> Task
Render every row below as a JSON list of strings, one string per line, with blank lines and the pictures left out.

---*---

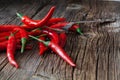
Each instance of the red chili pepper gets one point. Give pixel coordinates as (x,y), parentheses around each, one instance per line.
(26,20)
(63,38)
(3,38)
(57,49)
(74,27)
(2,34)
(24,37)
(35,32)
(8,28)
(53,21)
(3,46)
(42,47)
(52,35)
(11,47)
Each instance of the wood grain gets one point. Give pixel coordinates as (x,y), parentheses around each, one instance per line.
(96,53)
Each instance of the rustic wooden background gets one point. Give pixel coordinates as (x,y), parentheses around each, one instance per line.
(96,53)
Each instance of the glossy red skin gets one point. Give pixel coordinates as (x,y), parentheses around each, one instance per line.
(52,35)
(3,39)
(27,21)
(35,33)
(2,34)
(8,28)
(63,24)
(63,38)
(55,20)
(58,50)
(42,47)
(3,46)
(22,32)
(11,47)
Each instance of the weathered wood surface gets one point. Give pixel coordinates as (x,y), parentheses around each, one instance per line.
(96,53)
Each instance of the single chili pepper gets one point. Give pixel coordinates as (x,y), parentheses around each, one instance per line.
(52,35)
(3,38)
(3,46)
(57,49)
(55,20)
(35,32)
(63,25)
(63,38)
(52,21)
(11,47)
(24,37)
(26,20)
(2,34)
(6,28)
(42,47)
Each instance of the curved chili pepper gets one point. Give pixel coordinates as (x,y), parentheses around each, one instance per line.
(11,47)
(55,20)
(3,38)
(42,47)
(26,20)
(52,21)
(8,28)
(2,34)
(74,27)
(3,46)
(52,35)
(57,49)
(35,32)
(24,37)
(63,38)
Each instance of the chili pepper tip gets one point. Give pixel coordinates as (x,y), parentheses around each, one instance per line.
(79,31)
(19,15)
(44,42)
(23,41)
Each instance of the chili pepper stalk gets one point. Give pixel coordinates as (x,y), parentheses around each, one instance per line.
(57,49)
(11,47)
(24,37)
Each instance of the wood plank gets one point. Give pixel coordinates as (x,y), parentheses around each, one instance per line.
(96,53)
(9,17)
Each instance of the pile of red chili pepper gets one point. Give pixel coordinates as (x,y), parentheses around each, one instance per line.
(49,32)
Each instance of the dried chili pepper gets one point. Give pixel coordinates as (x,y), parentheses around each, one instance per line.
(55,20)
(24,37)
(63,25)
(26,20)
(63,38)
(51,34)
(35,32)
(11,47)
(42,47)
(57,49)
(3,46)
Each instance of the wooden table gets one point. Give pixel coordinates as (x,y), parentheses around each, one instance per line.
(96,53)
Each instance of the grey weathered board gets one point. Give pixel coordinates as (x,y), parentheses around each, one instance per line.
(96,53)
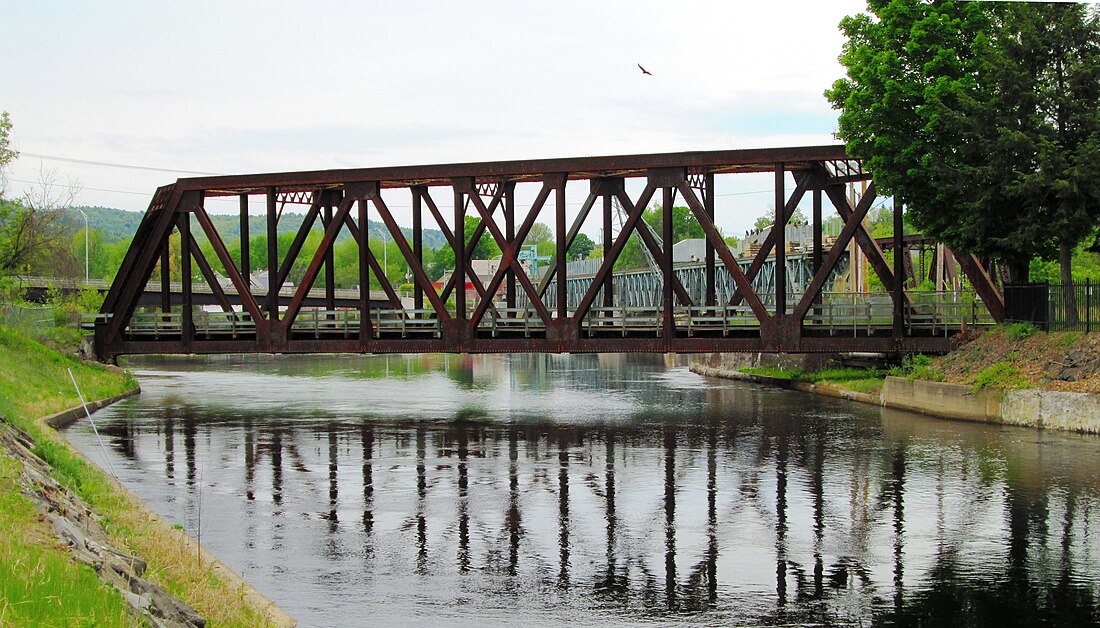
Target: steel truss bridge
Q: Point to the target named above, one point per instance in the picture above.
(529, 318)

---*---

> Full solution
[
  "Each instance of the red chili pepper gets one point. Give pixel coordinates as (x,y), parentheses around each, one instance per line.",
  "(26,20)",
  "(63,38)",
  "(3,38)",
  "(57,49)",
  "(74,27)",
  "(2,34)",
  "(24,37)",
  "(35,32)",
  "(8,28)",
  "(53,21)",
  "(3,46)",
  "(42,47)",
  "(52,35)",
  "(11,47)",
  "Each instance of the wood grain gets one point. Give pixel coordinates as (x,y), parentheses around each, one instance per line.",
  "(96,53)",
  "Each instance of the rustic wooden background gets one point. Give pixel coordinates as (x,y), parentheses around each, one instance per line.",
  "(96,53)",
  "Each instance of the glossy red skin gets one point. Give pixel coordinates as (x,y), parentheses around each, one instance per line.",
  "(52,35)",
  "(3,39)",
  "(27,21)",
  "(35,33)",
  "(2,34)",
  "(8,28)",
  "(63,24)",
  "(63,38)",
  "(55,20)",
  "(58,50)",
  "(42,47)",
  "(3,46)",
  "(22,32)",
  "(11,47)",
  "Each instance of the weathered wood surface gets one point. Give pixel coordinates as (x,y), parentheses around each, one instance per line.",
  "(96,53)",
  "Each instance of the single chili pepper gets one point. Give pixel coordinates as (x,y), parentheses around each, one instance per line.",
  "(52,35)",
  "(3,38)",
  "(3,46)",
  "(57,49)",
  "(55,20)",
  "(35,32)",
  "(63,25)",
  "(63,38)",
  "(52,21)",
  "(11,47)",
  "(24,37)",
  "(26,20)",
  "(2,34)",
  "(6,28)",
  "(42,47)",
  "Each instance of the curved chili pepper gets one point. Give pixel coordinates as (x,y), parentheses around each, one instance per line.",
  "(11,47)",
  "(55,20)",
  "(3,38)",
  "(42,47)",
  "(26,20)",
  "(52,21)",
  "(8,28)",
  "(2,34)",
  "(74,27)",
  "(3,46)",
  "(52,35)",
  "(57,49)",
  "(35,32)",
  "(24,37)",
  "(63,38)",
  "Each instance of the chili pepper tip gets one point. Give pixel coordinates as (x,y), parentheses around each, one instance per line.",
  "(79,31)",
  "(19,15)",
  "(44,42)",
  "(23,41)",
  "Each instance of the chili pepper stalk gets one point. Give pixel coordinates as (x,y), parentheses around each, one instance per line.",
  "(57,49)",
  "(11,47)",
  "(24,37)",
  "Each instance of the wood plank gets one point. Give pixel coordinates as (x,y), parentheses around each, one instance per line.",
  "(96,53)",
  "(9,17)",
  "Each instance of the pile of red chili pepper gets one point. Give pixel coordinates as (x,y), parentheses around each, one instance per line.",
  "(49,32)",
  "Each instance of the dried chili pepper gets one point. Give pixel coordinates as (x,y), parentheses around each, one instance per line.",
  "(55,20)",
  "(24,37)",
  "(63,25)",
  "(26,20)",
  "(63,38)",
  "(51,34)",
  "(35,32)",
  "(11,47)",
  "(42,47)",
  "(57,49)",
  "(3,46)",
  "Each instance of the wooden table gets one point. Give pixel coordinates as (x,y), parentheses around each, one instance per line.",
  "(96,53)",
  "Each instance of the grey weathered board gets one point. Give pixel coordinates as (x,y), parentheses around each, one instance per line.",
  "(96,53)",
  "Target: steel truss bridge",
  "Q: Point to the target named above, one point per instance in the picture above.",
  "(529, 318)"
]